Data records Block Start
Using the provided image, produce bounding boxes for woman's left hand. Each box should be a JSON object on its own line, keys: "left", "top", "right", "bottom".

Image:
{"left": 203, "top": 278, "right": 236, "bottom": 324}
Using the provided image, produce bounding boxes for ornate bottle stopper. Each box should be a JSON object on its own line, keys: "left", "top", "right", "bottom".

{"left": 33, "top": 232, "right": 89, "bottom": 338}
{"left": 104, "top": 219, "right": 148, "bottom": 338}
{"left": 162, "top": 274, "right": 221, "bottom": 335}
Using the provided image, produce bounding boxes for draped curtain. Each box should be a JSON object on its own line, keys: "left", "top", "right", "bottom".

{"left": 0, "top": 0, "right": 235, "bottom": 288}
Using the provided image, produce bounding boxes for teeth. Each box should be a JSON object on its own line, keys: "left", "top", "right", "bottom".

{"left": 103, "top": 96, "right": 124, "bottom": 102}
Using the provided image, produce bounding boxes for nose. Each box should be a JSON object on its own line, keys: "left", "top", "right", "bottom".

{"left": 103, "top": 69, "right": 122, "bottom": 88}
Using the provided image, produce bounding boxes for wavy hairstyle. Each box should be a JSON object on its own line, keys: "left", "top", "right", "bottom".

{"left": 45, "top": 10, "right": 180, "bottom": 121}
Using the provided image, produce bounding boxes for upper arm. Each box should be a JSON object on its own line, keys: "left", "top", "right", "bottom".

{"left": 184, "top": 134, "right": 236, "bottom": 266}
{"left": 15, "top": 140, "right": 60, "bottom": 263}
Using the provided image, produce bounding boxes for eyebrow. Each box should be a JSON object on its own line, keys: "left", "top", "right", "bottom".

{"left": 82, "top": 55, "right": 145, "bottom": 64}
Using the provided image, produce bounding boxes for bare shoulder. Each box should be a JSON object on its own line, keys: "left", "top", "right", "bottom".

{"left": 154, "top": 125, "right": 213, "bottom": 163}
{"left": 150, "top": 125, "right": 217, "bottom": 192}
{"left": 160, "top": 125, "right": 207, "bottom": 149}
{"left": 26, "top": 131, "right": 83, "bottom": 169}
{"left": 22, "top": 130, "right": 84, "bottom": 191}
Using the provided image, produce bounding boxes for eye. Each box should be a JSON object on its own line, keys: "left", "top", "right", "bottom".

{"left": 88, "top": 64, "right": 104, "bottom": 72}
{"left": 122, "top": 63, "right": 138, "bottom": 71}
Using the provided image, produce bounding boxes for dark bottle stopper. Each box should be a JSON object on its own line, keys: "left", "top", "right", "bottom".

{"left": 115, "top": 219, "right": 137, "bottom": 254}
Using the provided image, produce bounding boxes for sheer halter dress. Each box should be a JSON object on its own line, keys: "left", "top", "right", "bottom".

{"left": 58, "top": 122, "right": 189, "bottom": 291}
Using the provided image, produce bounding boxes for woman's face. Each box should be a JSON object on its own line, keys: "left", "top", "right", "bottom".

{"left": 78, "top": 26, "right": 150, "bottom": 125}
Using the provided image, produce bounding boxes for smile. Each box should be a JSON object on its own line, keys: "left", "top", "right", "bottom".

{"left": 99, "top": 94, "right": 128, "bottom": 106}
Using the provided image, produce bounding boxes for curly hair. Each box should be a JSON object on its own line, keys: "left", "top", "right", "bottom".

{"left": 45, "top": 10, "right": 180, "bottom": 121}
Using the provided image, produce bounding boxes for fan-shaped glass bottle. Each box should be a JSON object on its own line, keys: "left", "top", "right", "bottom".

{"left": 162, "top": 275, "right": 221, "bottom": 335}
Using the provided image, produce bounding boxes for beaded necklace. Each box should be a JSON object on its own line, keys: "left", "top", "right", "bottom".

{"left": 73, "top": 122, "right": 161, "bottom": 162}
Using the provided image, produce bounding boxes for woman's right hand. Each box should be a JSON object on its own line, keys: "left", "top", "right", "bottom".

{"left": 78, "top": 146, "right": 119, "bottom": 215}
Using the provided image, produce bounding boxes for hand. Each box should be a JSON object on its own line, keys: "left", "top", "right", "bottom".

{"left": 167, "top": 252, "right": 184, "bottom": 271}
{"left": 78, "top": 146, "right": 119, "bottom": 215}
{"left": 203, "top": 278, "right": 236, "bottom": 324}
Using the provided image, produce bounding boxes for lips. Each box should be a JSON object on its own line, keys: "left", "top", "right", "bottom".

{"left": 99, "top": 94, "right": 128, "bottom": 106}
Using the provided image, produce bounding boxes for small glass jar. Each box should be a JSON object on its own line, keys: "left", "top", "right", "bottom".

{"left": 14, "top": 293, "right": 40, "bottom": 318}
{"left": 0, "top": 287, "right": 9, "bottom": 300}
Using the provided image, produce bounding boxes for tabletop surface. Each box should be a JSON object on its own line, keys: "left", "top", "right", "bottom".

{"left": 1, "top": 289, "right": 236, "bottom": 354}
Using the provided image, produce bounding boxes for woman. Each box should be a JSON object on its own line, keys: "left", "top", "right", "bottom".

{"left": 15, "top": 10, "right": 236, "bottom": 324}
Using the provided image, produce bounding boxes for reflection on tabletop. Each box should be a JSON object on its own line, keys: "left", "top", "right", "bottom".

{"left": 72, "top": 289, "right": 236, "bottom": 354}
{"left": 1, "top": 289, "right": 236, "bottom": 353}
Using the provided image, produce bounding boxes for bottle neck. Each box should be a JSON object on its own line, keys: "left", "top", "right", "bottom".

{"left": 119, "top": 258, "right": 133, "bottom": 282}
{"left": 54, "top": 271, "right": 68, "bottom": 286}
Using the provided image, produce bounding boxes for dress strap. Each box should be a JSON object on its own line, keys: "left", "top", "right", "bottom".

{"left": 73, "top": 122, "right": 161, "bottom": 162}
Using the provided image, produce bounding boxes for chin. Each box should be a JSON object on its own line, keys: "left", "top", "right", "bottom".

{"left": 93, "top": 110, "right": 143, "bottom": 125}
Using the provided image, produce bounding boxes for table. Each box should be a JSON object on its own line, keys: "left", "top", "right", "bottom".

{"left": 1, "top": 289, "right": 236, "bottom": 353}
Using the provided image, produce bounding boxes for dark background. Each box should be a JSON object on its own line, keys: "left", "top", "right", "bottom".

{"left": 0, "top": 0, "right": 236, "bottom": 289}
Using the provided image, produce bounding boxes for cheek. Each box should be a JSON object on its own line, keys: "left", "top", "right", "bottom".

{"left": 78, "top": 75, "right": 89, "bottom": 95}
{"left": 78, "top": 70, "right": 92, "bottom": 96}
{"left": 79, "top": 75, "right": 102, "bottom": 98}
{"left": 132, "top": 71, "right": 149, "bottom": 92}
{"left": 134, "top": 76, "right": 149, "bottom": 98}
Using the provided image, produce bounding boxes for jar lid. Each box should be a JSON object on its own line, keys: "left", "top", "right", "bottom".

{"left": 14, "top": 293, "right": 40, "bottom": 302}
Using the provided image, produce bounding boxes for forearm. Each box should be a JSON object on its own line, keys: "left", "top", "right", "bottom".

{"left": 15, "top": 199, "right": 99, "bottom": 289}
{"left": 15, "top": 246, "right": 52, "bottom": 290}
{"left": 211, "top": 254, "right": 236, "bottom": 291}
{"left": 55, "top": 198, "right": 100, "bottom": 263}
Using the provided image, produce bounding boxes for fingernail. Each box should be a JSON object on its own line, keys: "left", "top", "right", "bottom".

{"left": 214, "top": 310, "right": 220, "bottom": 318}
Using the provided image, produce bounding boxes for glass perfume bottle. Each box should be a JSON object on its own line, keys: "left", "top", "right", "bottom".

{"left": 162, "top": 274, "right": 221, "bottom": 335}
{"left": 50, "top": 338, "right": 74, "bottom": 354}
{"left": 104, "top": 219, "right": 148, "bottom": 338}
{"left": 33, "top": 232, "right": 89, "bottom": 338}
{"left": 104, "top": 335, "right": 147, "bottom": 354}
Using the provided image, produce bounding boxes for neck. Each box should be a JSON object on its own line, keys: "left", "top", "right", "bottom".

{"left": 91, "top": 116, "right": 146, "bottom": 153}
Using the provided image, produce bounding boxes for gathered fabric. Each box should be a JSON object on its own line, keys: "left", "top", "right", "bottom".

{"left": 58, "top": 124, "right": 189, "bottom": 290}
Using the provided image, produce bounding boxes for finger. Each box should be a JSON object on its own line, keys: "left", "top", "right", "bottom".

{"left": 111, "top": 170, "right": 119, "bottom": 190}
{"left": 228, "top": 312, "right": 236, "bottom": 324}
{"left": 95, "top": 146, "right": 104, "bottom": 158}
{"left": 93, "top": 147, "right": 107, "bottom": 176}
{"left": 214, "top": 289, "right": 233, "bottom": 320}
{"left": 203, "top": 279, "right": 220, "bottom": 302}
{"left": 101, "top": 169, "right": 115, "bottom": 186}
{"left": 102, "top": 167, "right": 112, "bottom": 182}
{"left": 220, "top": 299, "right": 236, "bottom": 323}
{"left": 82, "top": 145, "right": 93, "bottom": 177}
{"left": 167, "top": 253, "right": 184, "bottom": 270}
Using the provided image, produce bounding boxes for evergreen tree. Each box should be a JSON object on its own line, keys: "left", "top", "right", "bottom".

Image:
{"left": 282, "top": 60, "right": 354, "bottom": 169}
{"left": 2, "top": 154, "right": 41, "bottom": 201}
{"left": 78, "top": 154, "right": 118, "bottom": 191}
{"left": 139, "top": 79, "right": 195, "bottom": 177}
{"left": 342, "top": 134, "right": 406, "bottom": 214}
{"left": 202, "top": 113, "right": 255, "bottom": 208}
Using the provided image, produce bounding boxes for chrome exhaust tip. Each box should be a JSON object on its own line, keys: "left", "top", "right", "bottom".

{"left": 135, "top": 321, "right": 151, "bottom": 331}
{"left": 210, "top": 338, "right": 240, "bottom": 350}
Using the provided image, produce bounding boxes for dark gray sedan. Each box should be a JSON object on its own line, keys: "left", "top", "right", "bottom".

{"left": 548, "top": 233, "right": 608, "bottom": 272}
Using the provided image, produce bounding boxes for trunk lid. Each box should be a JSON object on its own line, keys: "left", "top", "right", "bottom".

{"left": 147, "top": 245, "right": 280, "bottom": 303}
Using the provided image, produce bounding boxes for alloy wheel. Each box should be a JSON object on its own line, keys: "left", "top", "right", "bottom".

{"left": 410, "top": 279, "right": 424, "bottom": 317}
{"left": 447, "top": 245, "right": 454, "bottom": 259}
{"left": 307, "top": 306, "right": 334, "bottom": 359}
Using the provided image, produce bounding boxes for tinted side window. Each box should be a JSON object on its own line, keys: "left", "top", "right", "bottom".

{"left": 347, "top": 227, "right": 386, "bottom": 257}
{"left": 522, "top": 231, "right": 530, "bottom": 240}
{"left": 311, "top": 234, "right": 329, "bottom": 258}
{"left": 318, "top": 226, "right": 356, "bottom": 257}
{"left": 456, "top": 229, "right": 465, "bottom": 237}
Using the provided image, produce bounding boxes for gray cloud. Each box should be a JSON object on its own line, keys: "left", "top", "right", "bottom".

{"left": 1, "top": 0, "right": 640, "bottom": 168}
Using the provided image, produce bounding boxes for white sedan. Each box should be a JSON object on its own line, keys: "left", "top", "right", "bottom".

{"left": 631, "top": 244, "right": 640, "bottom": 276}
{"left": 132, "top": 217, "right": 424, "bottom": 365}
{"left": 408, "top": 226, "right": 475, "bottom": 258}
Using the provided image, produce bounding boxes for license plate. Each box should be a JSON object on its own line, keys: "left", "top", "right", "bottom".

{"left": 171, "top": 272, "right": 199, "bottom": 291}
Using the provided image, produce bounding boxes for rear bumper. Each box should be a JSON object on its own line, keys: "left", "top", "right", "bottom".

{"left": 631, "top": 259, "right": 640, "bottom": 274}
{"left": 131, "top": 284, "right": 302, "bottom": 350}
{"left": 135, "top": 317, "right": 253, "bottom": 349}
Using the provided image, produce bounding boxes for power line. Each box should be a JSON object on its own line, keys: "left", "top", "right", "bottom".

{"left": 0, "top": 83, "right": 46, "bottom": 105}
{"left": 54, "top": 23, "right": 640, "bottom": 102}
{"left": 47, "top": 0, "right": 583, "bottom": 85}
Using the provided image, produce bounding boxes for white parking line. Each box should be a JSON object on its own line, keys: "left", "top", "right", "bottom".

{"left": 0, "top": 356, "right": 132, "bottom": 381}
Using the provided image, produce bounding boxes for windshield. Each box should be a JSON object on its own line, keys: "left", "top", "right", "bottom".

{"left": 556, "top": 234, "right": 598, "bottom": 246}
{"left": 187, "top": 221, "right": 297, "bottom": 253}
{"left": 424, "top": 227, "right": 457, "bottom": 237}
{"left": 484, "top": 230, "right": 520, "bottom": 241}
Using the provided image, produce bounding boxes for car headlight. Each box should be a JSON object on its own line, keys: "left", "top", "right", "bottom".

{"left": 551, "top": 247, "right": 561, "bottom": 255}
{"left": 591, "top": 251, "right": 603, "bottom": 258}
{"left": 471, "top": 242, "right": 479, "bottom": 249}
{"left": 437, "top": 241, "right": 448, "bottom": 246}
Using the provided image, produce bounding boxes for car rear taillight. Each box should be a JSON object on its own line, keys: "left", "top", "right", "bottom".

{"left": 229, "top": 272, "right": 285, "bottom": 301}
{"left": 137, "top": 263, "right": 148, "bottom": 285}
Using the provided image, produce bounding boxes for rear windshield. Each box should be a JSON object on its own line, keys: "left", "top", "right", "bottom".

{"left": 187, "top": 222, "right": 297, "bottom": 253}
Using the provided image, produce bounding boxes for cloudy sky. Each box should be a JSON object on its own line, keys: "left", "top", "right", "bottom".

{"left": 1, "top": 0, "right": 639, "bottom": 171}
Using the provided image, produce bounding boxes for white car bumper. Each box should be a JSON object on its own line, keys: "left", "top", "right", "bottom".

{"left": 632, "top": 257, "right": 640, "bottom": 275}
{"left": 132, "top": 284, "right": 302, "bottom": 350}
Data records Block End
Try it
No line before the one containing "for rear windshield." should be copied; restate that line and all the rest through the end of the data above word for word.

Result for this task
Using the provided image, produce bounding boxes for rear windshield. Each box should be a JSON object on its own line, keys: "left", "top", "right", "bottom".

{"left": 187, "top": 222, "right": 297, "bottom": 253}
Using the provided image, produce bounding boxes for cloudy sky. Each box should be a JSON object on its own line, keys: "left", "top", "right", "bottom".

{"left": 1, "top": 0, "right": 639, "bottom": 171}
Using the provided image, produce bounding boxes for white car bumper. Each box should be a JSON object on its own line, keys: "left", "top", "right", "bottom".

{"left": 632, "top": 257, "right": 640, "bottom": 275}
{"left": 132, "top": 284, "right": 302, "bottom": 350}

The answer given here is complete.